-- START OF Text --
# Cesar Millan video about separation anxiety / excitement



## Ucdcrush (Mar 22, 2004)

I didn't see this posted here yet, it's a short 2 part video by Cesar Millan about energy level, separation anxiety, and space. Worth a watch.

Cesar?s Class on Separation Anxiety Part 1 | CesarsWay.com

Cesar's Class on Separation Anxiety and Over-excitement Part 2 | CesarsWay.com


----------



## Ucdcrush (Mar 22, 2004)

One of the things I found interesting on the 2nd part of the video was how the dog shouldn't be allowed to leave an area when the dog decides he wants to (Coco was the dog in the video).

I've noticed my more active dog Tuki, seems to keep herself constrained to the dog bed once she's there (she puts herself there), and she wants to run check something out, she usually perks up and shows that she wants to move forward, but doesn't actually go unless I tell her to. Now I'm thinking I'll practice more of that, it makes sense that her self restraint is something to cultivate.


----------



## Germanshepherdlova (Apr 16, 2011)

Great video's thanks for posting them.


----------



## lafalce (Jan 16, 2001)

Yes, interesting. Thanks for posting also.

That is one channel I don't have on my cable.


----------



## nitemares (Dec 15, 2005)

OH MY?!! Look at how focused Junior is?? I'd love this kind of focus from Dumpty one day.


----------



## Anthony8858 (Sep 18, 2011)

I have a feeling he didn't know how to spell "submissive"
He was pretty confident writing "submisse"


----------



## Ucdcrush (Mar 22, 2004)

I saw that as a plus. This is not some overly-produced video series where they do multiple takes, etc. or even white-wash Cesar's info with some producer/director sitting there. I am grateful he put this video together and made it available for free.


----------



## Anthony8858 (Sep 18, 2011)

Ucdcrush said:


> I saw that as a plus. This is not some overly-produced video series where they do multiple takes, etc. or even white-wash Cesar's info with some producer/director sitting there. I am grateful he put this video together and made it available for free.


 
I agree 100%.

His heart is into his dogs.


----------
-- END OF Text --
-- START OF Data --
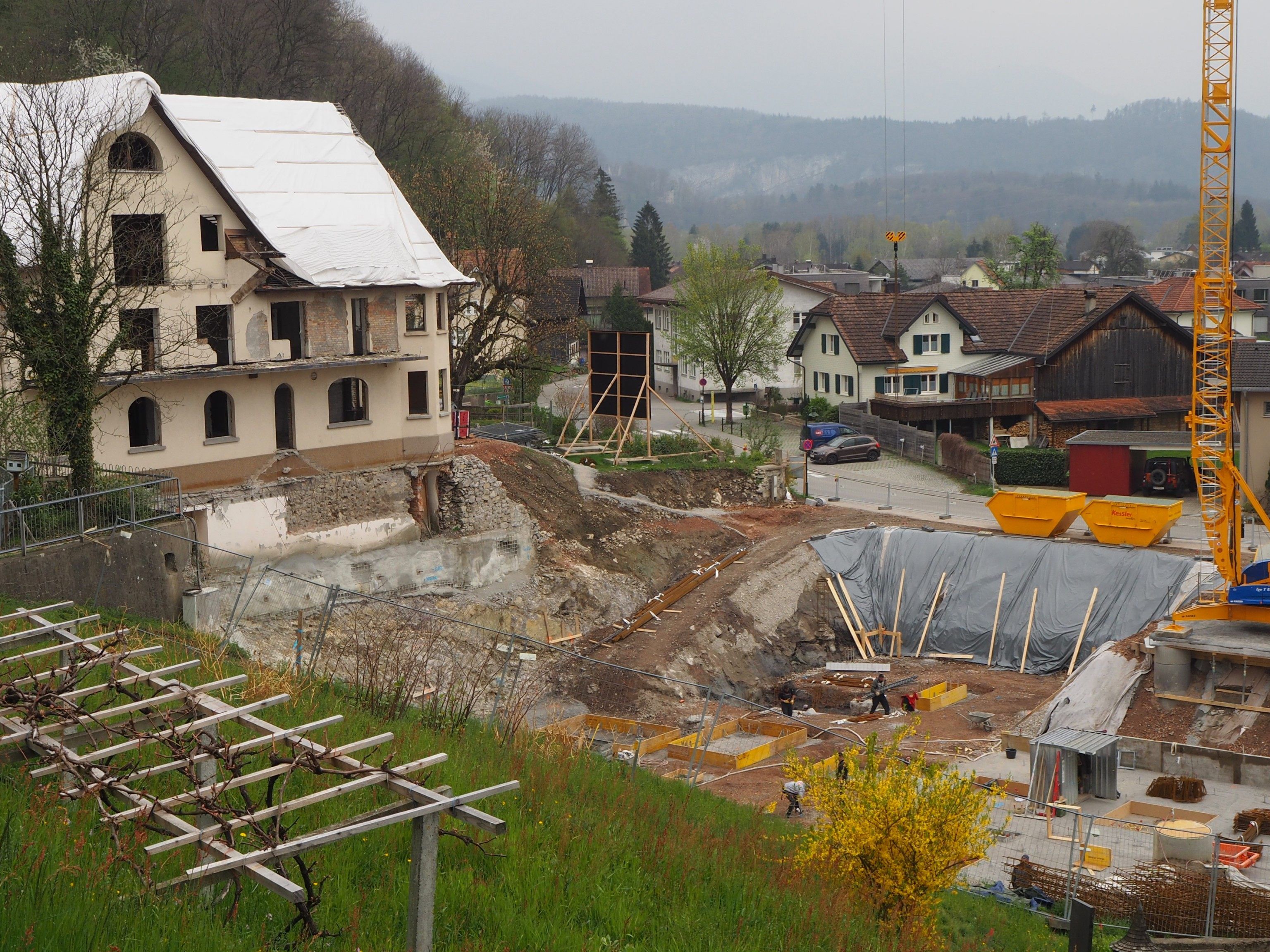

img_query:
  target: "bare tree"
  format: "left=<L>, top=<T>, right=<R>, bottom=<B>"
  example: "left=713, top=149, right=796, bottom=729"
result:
left=409, top=152, right=566, bottom=397
left=0, top=76, right=193, bottom=490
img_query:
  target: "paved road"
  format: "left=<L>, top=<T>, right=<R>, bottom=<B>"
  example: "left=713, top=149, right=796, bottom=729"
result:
left=540, top=377, right=1270, bottom=550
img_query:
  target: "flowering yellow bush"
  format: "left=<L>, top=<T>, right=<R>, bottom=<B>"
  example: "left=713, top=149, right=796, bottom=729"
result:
left=785, top=727, right=993, bottom=921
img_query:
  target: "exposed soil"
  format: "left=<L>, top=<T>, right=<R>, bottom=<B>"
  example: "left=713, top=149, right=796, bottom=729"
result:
-- END OF Data --
_Set of tasks_
A – From the forum thread about Cesar Millan's video, repeat the passage from "One of the things" to "in the video).".
B – According to the forum thread about Cesar Millan's video, which dog appeared in the video?
C – Condense the paragraph of the forum thread about Cesar Millan's video that begins "I've noticed my more active dog Tuki" into a short bulleted list that keeps its main facts.

_Solutions to each task_
A –
One of the things I found interesting on the 2nd part of the video was how the dog shouldn't be allowed to leave an area when the dog decides he wants to (Coco was the dog in the video).

B – Coco was the dog in the video.

C –
- Tuki, the more active dog, puts herself on the dog bed and stays there.
- When she wants to check something out, she perks up and shows she wants to move forward.
- She does not actually go unless told to.
- The poster plans to practice this more, since her self-restraint seems worth cultivating.